■ **GIVEN PROBLEM A**
Reproduce verbatim the listing that follows the forum thread below.

Mt Spokane Photography said:


> cayenne said:
> 
> 
> > Mt Spokane Photography said:
> ...



Does anyone have any advice/links for someone wanting to do the ingest parts themselves?

I need (on OS X) a routine that allows me to bring my data in from the CF card, rename it and route it to a directory on my working drive and also B/U copies to a NAS drive, much like I do with my presets on LR5.

If I could get a quick way to do this, I think I could likely leave LR behind...as that so far, I think I like the On1 RAW 2018 raw processing and the tools MUCH better..especially the masking capabilities....

TIA,

cayenne


----------



## LDS (Nov 22, 2017)

cayenne said:


> Does anyone have any advice/links for someone wanting to do the ingest parts themselves?



PhotoMechanic?


----------



## shtfmeister (Nov 27, 2017)

■ **GIVEN PROBLEM B**
Write the next part of the forum thread above about ingesting and backing up camera card files on OS X, starting right after the final post header.

■ **TASK INPUTS**
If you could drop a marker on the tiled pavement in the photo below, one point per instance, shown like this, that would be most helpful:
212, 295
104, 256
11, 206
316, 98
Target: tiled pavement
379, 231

■ **EXERCISE RESPONSE A**
If you could drop a marker on the tiled pavement in the photo below, one point per instance, shown like this, that would be most helpful:
212, 295
104, 256
11, 206
316, 98
Target: tiled pavement
379, 231

■ **EXERCISE RESPONSE B**
Mt Spokane Photography said:


> cayenne said:
> 
> 
> > Mt Spokane Photography said:
> ...



I think thats because they bill themselves as a Raw editor not a Digital Asset Manager ?


----------



## cayenne (Nov 28, 2017)

LDS said:


> cayenne said:
> 
> 
> > Does anyone have any advice/links for someone wanting to do the ingest parts themselves?
> ...



Hmm...guess I'll look into it.

I just hate to replace one piece of software with two pieces....seems a quick utility to being files IN would be a natural piece to add, and not that difficult to code up....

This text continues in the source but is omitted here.